• **About this exercise**: Every line of the data must be set down exactly as shown.

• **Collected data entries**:
──────

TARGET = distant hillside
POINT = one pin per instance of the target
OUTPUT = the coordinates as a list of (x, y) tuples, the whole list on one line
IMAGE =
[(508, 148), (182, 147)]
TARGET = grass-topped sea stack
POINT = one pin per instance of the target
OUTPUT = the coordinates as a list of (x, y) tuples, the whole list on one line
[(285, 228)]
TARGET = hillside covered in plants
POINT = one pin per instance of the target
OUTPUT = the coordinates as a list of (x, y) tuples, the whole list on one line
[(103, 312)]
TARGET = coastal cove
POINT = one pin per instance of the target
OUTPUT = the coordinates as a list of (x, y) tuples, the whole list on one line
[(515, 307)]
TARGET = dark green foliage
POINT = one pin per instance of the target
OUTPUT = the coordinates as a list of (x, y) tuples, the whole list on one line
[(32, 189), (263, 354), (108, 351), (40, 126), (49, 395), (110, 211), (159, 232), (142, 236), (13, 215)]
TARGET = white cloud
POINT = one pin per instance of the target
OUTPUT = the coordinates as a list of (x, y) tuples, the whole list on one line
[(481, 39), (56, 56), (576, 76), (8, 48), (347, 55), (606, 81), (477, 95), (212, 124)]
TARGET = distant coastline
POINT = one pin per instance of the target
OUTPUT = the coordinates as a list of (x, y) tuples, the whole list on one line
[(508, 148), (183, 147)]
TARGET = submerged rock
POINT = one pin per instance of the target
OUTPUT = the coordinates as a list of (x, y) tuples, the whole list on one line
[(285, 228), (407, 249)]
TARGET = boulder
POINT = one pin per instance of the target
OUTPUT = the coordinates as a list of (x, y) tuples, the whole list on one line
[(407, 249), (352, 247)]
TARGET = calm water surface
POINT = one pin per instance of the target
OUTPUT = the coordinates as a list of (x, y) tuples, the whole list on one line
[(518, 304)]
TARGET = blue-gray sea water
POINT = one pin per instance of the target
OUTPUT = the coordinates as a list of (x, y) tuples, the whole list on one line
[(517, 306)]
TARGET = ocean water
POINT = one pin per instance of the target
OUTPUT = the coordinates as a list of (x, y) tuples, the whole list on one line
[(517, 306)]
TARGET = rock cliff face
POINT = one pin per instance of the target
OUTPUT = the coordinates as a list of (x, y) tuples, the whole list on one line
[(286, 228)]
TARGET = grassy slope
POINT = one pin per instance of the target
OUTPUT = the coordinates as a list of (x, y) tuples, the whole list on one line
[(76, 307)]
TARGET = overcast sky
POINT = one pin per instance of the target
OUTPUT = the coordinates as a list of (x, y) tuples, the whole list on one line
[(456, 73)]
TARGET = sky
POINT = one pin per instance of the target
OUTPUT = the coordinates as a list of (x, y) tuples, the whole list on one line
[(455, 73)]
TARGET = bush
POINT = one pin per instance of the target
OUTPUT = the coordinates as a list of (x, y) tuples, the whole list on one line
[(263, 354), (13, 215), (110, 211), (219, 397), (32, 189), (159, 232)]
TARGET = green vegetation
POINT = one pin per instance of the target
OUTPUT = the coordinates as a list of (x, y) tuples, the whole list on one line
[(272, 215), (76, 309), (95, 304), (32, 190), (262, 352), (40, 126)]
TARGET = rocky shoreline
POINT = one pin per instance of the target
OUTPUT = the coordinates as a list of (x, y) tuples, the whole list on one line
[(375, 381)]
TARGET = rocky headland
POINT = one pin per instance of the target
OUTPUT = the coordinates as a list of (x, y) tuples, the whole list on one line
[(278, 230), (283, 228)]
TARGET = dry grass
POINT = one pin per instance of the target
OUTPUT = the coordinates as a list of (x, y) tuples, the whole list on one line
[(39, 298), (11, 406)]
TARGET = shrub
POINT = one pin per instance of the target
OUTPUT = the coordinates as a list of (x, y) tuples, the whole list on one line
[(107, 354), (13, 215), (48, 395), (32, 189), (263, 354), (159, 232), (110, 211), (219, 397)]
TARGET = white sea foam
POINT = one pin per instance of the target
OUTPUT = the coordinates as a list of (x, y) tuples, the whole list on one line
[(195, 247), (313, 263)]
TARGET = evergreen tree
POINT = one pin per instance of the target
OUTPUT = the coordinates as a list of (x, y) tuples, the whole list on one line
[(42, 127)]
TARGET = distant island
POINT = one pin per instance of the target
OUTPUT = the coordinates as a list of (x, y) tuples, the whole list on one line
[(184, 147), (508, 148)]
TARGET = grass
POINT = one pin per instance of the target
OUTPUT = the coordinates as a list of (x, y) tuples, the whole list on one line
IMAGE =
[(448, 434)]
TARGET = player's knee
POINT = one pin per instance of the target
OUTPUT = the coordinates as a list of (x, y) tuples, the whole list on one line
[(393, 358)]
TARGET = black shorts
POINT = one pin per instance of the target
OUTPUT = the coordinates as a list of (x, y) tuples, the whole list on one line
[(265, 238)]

──────

• **Solution for this problem**:
TARGET = distant hillside
POINT = one pin per instance of the target
OUTPUT = the coordinates as a list of (x, y) tuples, the whole list on one line
IMAGE =
[(508, 148), (182, 147)]
TARGET = grass-topped sea stack
POINT = one pin per instance of the target
OUTPUT = the coordinates as a list of (x, y) tuples, the whole list on one line
[(285, 228)]
TARGET = hillside covered in plants
POINT = one pin per instance of the target
OUTPUT = the coordinates as a list of (x, y) tuples, the whole list on one line
[(103, 312)]
TARGET = coastal cove
POINT = one pin per instance of the target
OUTPUT = the coordinates as a list of (x, y) tuples, the whole list on one line
[(515, 307)]
TARGET = dark green foliage
POINT = one pin per instance of the target
OUTPUT = the coordinates as a list of (x, y) tuples, the whole list on one line
[(32, 189), (263, 354), (108, 351), (40, 126), (49, 395), (110, 211), (159, 232), (142, 236), (13, 215)]
TARGET = white cloud
POINT = one pin per instance of the target
OUTPUT = the coordinates as a list of (x, y) tuples, the whole list on one line
[(481, 39), (56, 56), (576, 76), (8, 48), (347, 55), (606, 81), (477, 95), (212, 124)]
TARGET = distant coastline
POINT = one pin per instance of the target
OUTPUT = the coordinates as a list of (x, y) tuples, the whole list on one line
[(508, 148), (183, 147)]
TARGET = submerged rock
POINT = one pin per instance of the target
OUTPUT = the coordinates as a list of (x, y) tuples, the whole list on one line
[(285, 228), (407, 249)]
TARGET = boulder
POINT = one pin per instance of the target
OUTPUT = the coordinates as a list of (x, y) tuples, the whole list on one line
[(407, 249), (352, 247)]
TARGET = calm water surface
POINT = one pin per instance of the target
OUTPUT = the coordinates as a list of (x, y) tuples, the whole list on one line
[(518, 304)]
TARGET = blue-gray sea water
POINT = one pin per instance of the target
OUTPUT = the coordinates as a list of (x, y) tuples, the whole list on one line
[(517, 306)]
TARGET = ocean water
POINT = one pin per instance of the target
OUTPUT = the coordinates as a list of (x, y) tuples, the whole list on one line
[(517, 306)]
TARGET = rock cliff face
POINT = one pin per instance of the target
OUTPUT = the coordinates as a list of (x, y) tuples, the whole list on one line
[(286, 228)]
TARGET = grassy slope
POINT = one pin per instance of the target
OUTPUT = the coordinates as a list of (x, y) tuples, the whole list on one line
[(76, 307)]
TARGET = overcast sky
POINT = one pin per instance of the target
OUTPUT = the coordinates as a list of (x, y) tuples, the whole list on one line
[(456, 73)]
TARGET = sky
POINT = one pin per instance of the target
OUTPUT = the coordinates as a list of (x, y) tuples, the whole list on one line
[(455, 73)]
TARGET = bush
POINT = one pin per instance of the target
OUTPUT = the coordinates as a list of (x, y) tuples, the whole list on one line
[(263, 354), (13, 215), (110, 211), (219, 397), (32, 189), (159, 232)]
TARGET = green vegetation
POINT = one pin per instance of the target
OUTPUT = the coordinates as a list of (x, y) tuples, the whole list on one line
[(272, 215), (76, 309), (95, 304), (32, 190), (262, 352), (40, 126)]
TARGET = rocky shoreline
POINT = one pin per instance of the target
OUTPUT = the coordinates as a list of (x, y) tuples, the whole list on one line
[(375, 381)]
TARGET = rocky headland
POINT = one pin per instance of the target
OUTPUT = the coordinates as a list of (x, y) tuples, the whole list on one line
[(278, 230), (283, 228)]
TARGET = dry grass
POINT = one pin per instance of the target
OUTPUT = the coordinates as a list of (x, y) tuples, the whole list on one line
[(39, 298), (11, 406)]
TARGET = shrub
POINT = one pin per instance of the target
OUTPUT = the coordinates as a list of (x, y) tuples, the whole list on one line
[(107, 354), (13, 215), (48, 395), (32, 189), (263, 354), (159, 232), (110, 211), (219, 397)]
TARGET = white sea foam
POINT = one pin per instance of the target
OUTPUT = the coordinates as a list of (x, y) tuples, the whole list on one line
[(195, 247), (313, 263)]
TARGET = evergreen tree
POINT = one pin per instance of the target
OUTPUT = the coordinates as a list of (x, y) tuples, the whole list on one line
[(42, 127)]
TARGET = distant island
POINT = one pin per instance of the target
OUTPUT = the coordinates as a list of (x, y) tuples, the whole list on one line
[(184, 147), (508, 148)]
TARGET = grass
POINT = one pin per instance of the target
OUTPUT = the coordinates as a list of (x, y) tuples, the whole list on one line
IMAGE =
[(448, 434)]
TARGET = player's knee
POINT = one pin per instance of the target
OUTPUT = the coordinates as a list of (x, y) tuples, the whole list on one line
[(393, 358)]
TARGET = black shorts
POINT = one pin per instance of the target
OUTPUT = the coordinates as a list of (x, y) tuples, the whole list on one line
[(265, 238)]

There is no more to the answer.